Prompt — Count the lines in the data below that contain the string "green", where case counts, and give only that number.

Data listing —
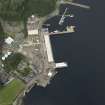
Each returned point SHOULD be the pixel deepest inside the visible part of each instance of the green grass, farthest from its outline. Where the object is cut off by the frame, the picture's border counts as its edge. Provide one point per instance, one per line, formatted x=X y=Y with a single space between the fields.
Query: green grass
x=9 y=92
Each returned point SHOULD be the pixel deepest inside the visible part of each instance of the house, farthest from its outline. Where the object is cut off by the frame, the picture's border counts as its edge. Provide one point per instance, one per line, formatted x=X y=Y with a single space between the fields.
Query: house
x=9 y=40
x=4 y=77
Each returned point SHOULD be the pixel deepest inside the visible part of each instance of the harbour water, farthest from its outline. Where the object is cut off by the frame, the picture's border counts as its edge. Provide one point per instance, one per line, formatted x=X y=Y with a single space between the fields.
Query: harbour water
x=83 y=83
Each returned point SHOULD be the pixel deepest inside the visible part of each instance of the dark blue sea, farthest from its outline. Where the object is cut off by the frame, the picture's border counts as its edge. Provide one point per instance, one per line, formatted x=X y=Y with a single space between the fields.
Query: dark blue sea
x=83 y=82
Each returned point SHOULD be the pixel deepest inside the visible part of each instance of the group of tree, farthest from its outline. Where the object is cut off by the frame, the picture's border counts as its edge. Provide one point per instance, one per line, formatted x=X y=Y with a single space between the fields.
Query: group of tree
x=20 y=9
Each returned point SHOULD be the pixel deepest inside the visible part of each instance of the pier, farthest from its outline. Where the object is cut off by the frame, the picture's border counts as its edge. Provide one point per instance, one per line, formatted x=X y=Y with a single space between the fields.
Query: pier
x=49 y=51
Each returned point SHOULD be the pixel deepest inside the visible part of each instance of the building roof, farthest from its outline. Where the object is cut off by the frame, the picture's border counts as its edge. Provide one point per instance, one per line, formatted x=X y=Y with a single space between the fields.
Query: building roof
x=9 y=40
x=33 y=32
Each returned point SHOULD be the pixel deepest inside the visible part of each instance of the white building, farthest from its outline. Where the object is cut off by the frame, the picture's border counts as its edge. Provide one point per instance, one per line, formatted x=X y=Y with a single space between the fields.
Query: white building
x=9 y=40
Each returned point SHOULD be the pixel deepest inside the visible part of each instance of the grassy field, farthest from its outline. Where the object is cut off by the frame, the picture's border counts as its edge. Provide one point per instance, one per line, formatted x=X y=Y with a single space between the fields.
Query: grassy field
x=10 y=91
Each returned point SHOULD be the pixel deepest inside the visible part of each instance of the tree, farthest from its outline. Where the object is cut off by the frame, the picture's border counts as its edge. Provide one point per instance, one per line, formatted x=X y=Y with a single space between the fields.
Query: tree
x=11 y=9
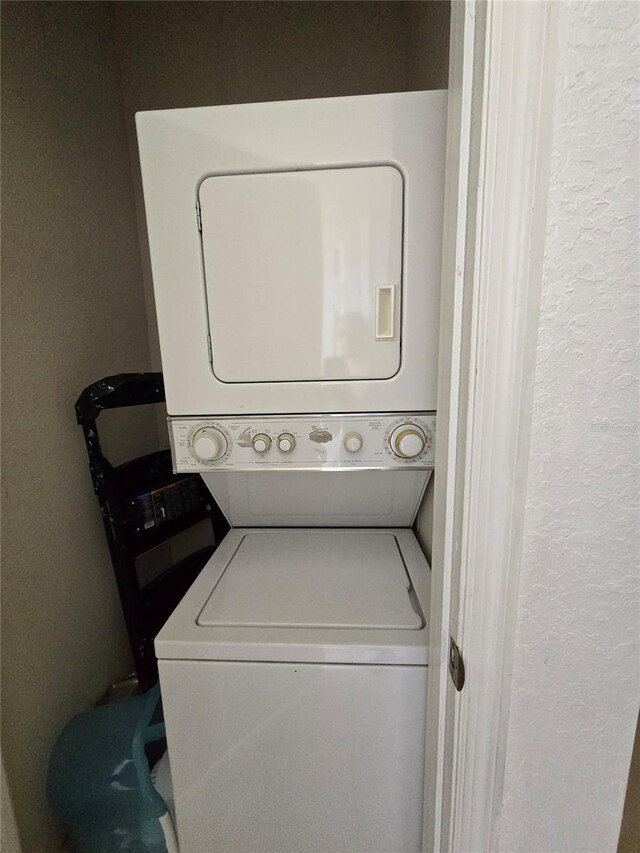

Solution to the problem — 2